--- Input for this task ---

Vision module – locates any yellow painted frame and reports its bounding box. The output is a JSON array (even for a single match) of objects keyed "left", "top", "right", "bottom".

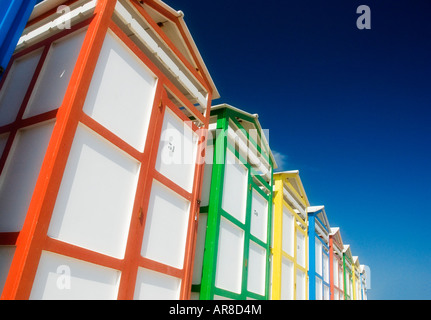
[
  {"left": 271, "top": 172, "right": 309, "bottom": 300},
  {"left": 352, "top": 256, "right": 361, "bottom": 300}
]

---

### [Task statement]
Could you copy every record above exactly, leaving out the pictures?

### [Exercise solution]
Vision module – locates any yellow painted frame and reports its bounding box. The output is a JSON array (even for a single match) of objects keyed "left", "top", "right", "bottom".

[
  {"left": 271, "top": 172, "right": 309, "bottom": 300},
  {"left": 352, "top": 256, "right": 361, "bottom": 300}
]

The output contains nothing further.